_Textauszug_.
-----
Architektur und Einrichtung
Die Nikolaikirche ist ein „gotischer Saalbau mit eingezogenem Polygonalchor“[6] (nach anderer Quelle: „schlichter frühgotischer Bau in den besten Formen der Epoche“[9]). Einen Turm hat die Kirche nicht, ein Dachreiter wurde 1543 angebracht.[6] Seit 1742 wird dieses mit Glockentürmchen und Schlaguhr[9], und ab 1951 von einem Wetterhahn bekrönt. In dem von mächtigen abgetreppten Pfeilern gestützten Chor sitzen sechs hohe, sehr schlanke Maßwerkfenster.
Das doppeltürige Hauptportal der Kirche befindet sich in der Giebelseite im Westen zur Sülmerstraße und ist von zwei auf Konsolen stehenden Statuen flankiert: links ein Bischof (vermutlich Namenspatron St. Nikolaus oder der zum Zeitpunkt des Umbaus zur Kirche im 15. Jahrhundert amtierende Bischof von Würzburg), rechts Maria mit Jesus-Kind. Beide Figuren am Portal wurden 1971 durch Kopien ersetzt.[6]Die Originalfiguren stehen heute hinter dem Altar an der Chorwand.
-----
_Bereitgestellte Daten_.

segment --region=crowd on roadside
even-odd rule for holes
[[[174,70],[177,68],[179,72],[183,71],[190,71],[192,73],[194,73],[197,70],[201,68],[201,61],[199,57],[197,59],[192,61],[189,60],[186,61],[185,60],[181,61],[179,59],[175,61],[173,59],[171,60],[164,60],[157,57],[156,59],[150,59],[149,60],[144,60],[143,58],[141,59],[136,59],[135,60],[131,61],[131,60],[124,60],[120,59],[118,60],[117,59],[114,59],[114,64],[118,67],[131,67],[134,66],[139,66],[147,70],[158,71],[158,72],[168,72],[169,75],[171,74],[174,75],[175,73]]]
-----
_Zu erstellen_. Kopieren Sie aus dem Textauszug zur Nikolaikirche wortgetreu den Abschnitt, der mit „Architektur und Einrichtung“ beginnt und bis einschließlich „sehr schlanke Maßwerkfenster.“ reicht. Die Daten stammen aus einer anderen Quelle als der Textauszug.

_Antwort zur Aufgabe_.
Architektur und Einrichtung
Die Nikolaikirche ist ein „gotischer Saalbau mit eingezogenem Polygonalchor“[6] (nach anderer Quelle: „schlichter frühgotischer Bau in den besten Formen der Epoche“[9]). Einen Turm hat die Kirche nicht, ein Dachreiter wurde 1543 angebracht.[6] Seit 1742 wird dieses mit Glockentürmchen und Schlaguhr[9], und ab 1951 von einem Wetterhahn bekrönt. In dem von mächtigen abgetreppten Pfeilern gestützten Chor sitzen sechs hohe, sehr schlanke Maßwerkfenster.